Document source —
+ + + + +

« Les
hélicoptères surgissent en formation,
chargés de napalm et de missiles qu'ils
s'apprêtent à balancer sur le nid de vermines.
La voix du colonel s'accompagne de la Chevauchée des
Walkyries de Richard
Wagner, tous les hauts-parleurs de la salle
frémissent et la guerre éclate au visage des
spectateurs... »
Les rêves de Lawrence Kasdan
sont facilement accessibles. Obsédé à
l'idée de refaire Apocalypse Now en adaptant un grand roman qui avait su
mêler la science-fiction, le fantastique, le gore et
la comédie, Kasdan s'embrouille dans une intrigue
bien trop complexe qui le submerge dès la
première heure, et il ne reste plus aux fans de King
qu'à rire ou soupirer en comptant les approximations,
les invraisemblances ou les ratages dignes d'un beau et gros
navet.
Si le nanard, par définition, peut trouver
grâce aux yeux du public, tant il manifeste de bonne
volonté et d'enthousiasme (la seule chose qui lui
manque étant, hélas, le talent !), le navet
est une catégorie maudite, plus répandue et
bien plus nuisible. Il est très attendu, il
coûte cher et il rassemble souvent des gens
compétents dont les qualités
s'auto-détruisent au contact de celles des autres,
comme se repoussent deux aimants de polarité
identique. Les navets sont légion dans le
cinéma américain : pour le plaisir, on peut
citer les plus marquants tels que Waterworld, Le Monde Perdu, A.I
(deux Spielberg, tout de même), La Planète des
Singes de Tim
Burton,
et désormais il faudra compter avec ce Dreamcatcher, pathétique de médiocrité
tant il avait toutes les chances de son côté.

+ + + + +

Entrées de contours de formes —

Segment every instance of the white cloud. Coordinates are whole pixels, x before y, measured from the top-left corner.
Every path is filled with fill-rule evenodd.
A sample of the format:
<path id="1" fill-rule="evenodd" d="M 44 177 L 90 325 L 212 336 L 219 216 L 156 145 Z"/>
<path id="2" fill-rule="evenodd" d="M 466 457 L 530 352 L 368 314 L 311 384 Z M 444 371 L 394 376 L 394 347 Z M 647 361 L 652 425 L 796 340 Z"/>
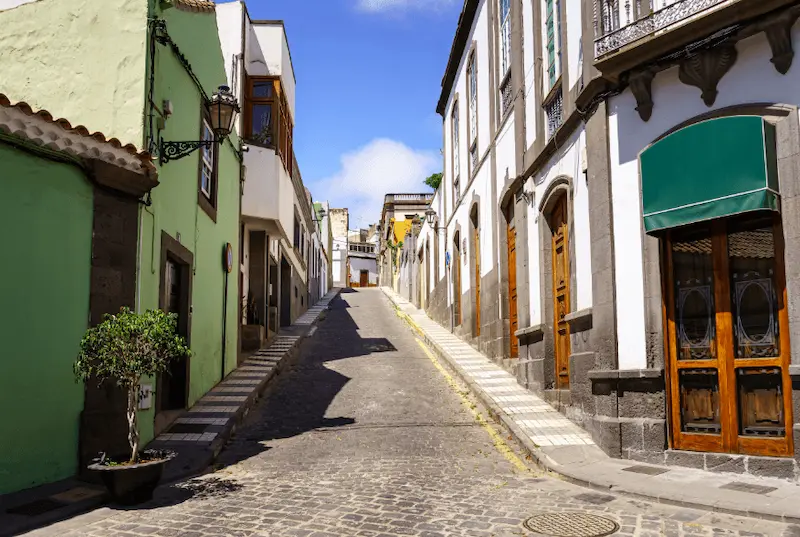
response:
<path id="1" fill-rule="evenodd" d="M 381 217 L 383 197 L 403 192 L 430 192 L 426 177 L 441 171 L 438 151 L 415 150 L 402 142 L 377 138 L 341 157 L 341 168 L 316 181 L 314 200 L 350 209 L 350 227 L 367 227 Z"/>
<path id="2" fill-rule="evenodd" d="M 372 13 L 409 9 L 438 11 L 455 5 L 458 0 L 358 0 L 358 9 Z"/>

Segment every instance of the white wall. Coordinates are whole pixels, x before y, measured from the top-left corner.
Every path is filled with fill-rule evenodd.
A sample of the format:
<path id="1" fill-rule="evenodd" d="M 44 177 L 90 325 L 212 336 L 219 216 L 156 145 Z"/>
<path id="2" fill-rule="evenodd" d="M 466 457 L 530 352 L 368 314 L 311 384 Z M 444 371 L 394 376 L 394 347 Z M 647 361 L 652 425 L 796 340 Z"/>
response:
<path id="1" fill-rule="evenodd" d="M 278 220 L 281 204 L 288 202 L 291 206 L 294 192 L 289 190 L 291 183 L 286 184 L 288 175 L 280 157 L 272 149 L 251 146 L 250 151 L 244 154 L 244 165 L 242 215 Z M 291 229 L 291 226 L 284 227 L 284 231 L 291 232 Z"/>
<path id="2" fill-rule="evenodd" d="M 216 7 L 217 31 L 222 48 L 222 59 L 225 63 L 225 75 L 228 80 L 228 86 L 240 103 L 242 102 L 240 87 L 233 83 L 234 79 L 238 78 L 238 75 L 233 75 L 231 72 L 231 64 L 242 53 L 243 11 L 243 6 L 239 1 L 217 4 Z M 239 82 L 241 83 L 242 81 L 239 80 Z"/>
<path id="3" fill-rule="evenodd" d="M 294 68 L 283 25 L 277 22 L 253 24 L 251 35 L 255 42 L 249 47 L 252 56 L 247 64 L 248 72 L 251 75 L 280 76 L 292 118 L 296 117 Z"/>
<path id="4" fill-rule="evenodd" d="M 792 30 L 794 46 L 800 30 Z M 678 68 L 660 72 L 653 81 L 653 115 L 644 122 L 636 112 L 630 91 L 609 100 L 611 188 L 617 286 L 617 334 L 619 367 L 646 367 L 644 332 L 644 275 L 642 273 L 642 213 L 639 198 L 638 155 L 659 136 L 709 110 L 744 103 L 798 104 L 800 69 L 778 73 L 763 34 L 737 44 L 738 59 L 720 81 L 712 107 L 700 98 L 700 90 L 678 80 Z"/>
<path id="5" fill-rule="evenodd" d="M 561 9 L 567 10 L 567 42 L 564 46 L 563 57 L 569 63 L 567 73 L 567 87 L 572 88 L 583 71 L 583 51 L 581 38 L 583 33 L 583 17 L 581 13 L 581 0 L 561 0 Z M 589 39 L 591 36 L 586 36 Z"/>
<path id="6" fill-rule="evenodd" d="M 536 139 L 536 84 L 540 83 L 536 74 L 536 53 L 534 51 L 533 2 L 522 2 L 522 55 L 525 87 L 525 146 L 530 146 Z"/>
<path id="7" fill-rule="evenodd" d="M 15 7 L 21 6 L 22 4 L 30 4 L 31 2 L 35 2 L 37 0 L 0 0 L 0 11 L 5 11 L 6 9 L 13 9 Z"/>

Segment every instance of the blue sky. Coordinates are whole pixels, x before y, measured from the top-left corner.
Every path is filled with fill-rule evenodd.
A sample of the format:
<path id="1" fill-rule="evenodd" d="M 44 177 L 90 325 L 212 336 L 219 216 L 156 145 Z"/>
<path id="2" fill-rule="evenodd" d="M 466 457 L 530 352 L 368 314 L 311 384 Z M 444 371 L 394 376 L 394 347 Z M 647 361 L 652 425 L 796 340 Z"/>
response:
<path id="1" fill-rule="evenodd" d="M 441 80 L 461 0 L 249 0 L 283 19 L 297 77 L 295 153 L 315 201 L 377 221 L 387 192 L 441 171 Z"/>

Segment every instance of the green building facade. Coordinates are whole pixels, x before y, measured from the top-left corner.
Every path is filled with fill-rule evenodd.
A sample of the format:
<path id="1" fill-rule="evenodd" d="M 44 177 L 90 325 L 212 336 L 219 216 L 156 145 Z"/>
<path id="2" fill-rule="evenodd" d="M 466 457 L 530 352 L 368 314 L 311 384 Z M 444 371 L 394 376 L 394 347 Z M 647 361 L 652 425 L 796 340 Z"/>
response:
<path id="1" fill-rule="evenodd" d="M 238 263 L 228 274 L 223 252 L 230 245 L 239 258 L 241 166 L 235 133 L 211 152 L 158 160 L 162 140 L 203 138 L 207 101 L 225 84 L 213 3 L 38 0 L 0 12 L 0 26 L 0 46 L 8 52 L 0 57 L 0 93 L 9 102 L 68 118 L 115 146 L 148 151 L 158 177 L 149 192 L 123 185 L 128 198 L 134 191 L 139 197 L 114 209 L 118 200 L 93 197 L 86 177 L 68 165 L 38 162 L 0 144 L 4 165 L 22 170 L 12 174 L 19 202 L 3 224 L 20 230 L 15 243 L 35 241 L 41 249 L 22 266 L 3 269 L 3 281 L 17 290 L 0 295 L 4 315 L 14 317 L 2 330 L 16 335 L 3 339 L 18 341 L 5 360 L 15 353 L 25 359 L 3 363 L 3 397 L 15 403 L 3 408 L 15 414 L 0 420 L 0 460 L 9 463 L 0 467 L 2 494 L 73 475 L 100 451 L 127 449 L 119 391 L 81 389 L 72 378 L 80 337 L 102 314 L 121 305 L 175 311 L 193 352 L 170 375 L 145 381 L 155 393 L 140 412 L 143 443 L 236 367 Z M 34 172 L 45 179 L 26 180 Z M 35 211 L 25 200 L 35 200 Z M 102 222 L 98 205 L 107 216 Z M 42 211 L 46 218 L 35 220 Z M 120 266 L 94 266 L 93 225 L 95 242 L 103 230 L 125 237 L 107 241 L 116 249 L 109 263 Z M 52 277 L 43 284 L 35 269 L 48 264 Z M 25 298 L 17 297 L 23 290 Z M 43 327 L 37 314 L 55 316 Z M 32 333 L 41 336 L 42 329 L 48 338 Z M 48 432 L 44 438 L 35 431 Z M 49 454 L 46 469 L 42 450 Z"/>

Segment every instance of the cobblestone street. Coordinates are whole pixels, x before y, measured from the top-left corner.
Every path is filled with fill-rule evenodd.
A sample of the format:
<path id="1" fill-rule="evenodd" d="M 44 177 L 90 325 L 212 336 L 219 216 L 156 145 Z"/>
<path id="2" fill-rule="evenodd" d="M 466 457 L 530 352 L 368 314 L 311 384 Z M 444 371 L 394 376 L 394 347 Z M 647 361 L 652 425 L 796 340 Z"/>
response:
<path id="1" fill-rule="evenodd" d="M 800 527 L 545 475 L 483 415 L 380 290 L 349 290 L 214 472 L 165 485 L 144 506 L 102 508 L 30 535 L 499 537 L 536 535 L 523 522 L 538 513 L 579 511 L 613 519 L 617 535 L 800 536 Z M 590 529 L 569 535 L 597 534 Z"/>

+ + + + +

Consignes —
[A] Réécrivez sous forme de liste le paragraphe de la critique qui commence par « Si le nanard, par définition » en gardant ses faits principaux.
[B] Indiquez si chacune des affirmations suivantes concorde avec la critique. Répondez par oui ou par non et citez les mots décisifs du texte.
(i) Le talent est ce qui manque au nanard.
(ii) Le navet est une catégorie moins répandue que le nanard.
(iii) Deux des navets cités sont des films de Spielberg.
Appuyez-vous uniquement sur la critique pour répondre.

Réponses —
[A]
- Le nanard peut trouver grâce aux yeux du public par sa bonne volonté et son enthousiasme. Seul le talent lui manque.
- Le navet est une catégorie maudite, plus répandue et bien plus nuisible.
- Le navet est très attendu et coûte cher. Il rassemble souvent des gens compétents dont les qualités s'auto-détruisent au contact de celles des autres, comme deux aimants de polarité identique.
- Les navets sont légion dans le cinéma américain. Parmi les plus marquants figurent Waterworld, Le Monde Perdu et A.I (deux Spielberg), ainsi que La Planète des Singes de Tim Burton.
- Dreamcatcher s'y ajoute désormais. Il est pathétique de médiocrité, alors qu'il avait toutes les chances de son côté.

[B]
(i) Oui : « la seule chose qui lui manque étant, hélas, le talent ! »
(ii) Non : « le navet est une catégorie maudite, plus répandue et bien plus nuisible »
(iii) Oui : « Le Monde Perdu, A.I (deux Spielberg, tout de même) »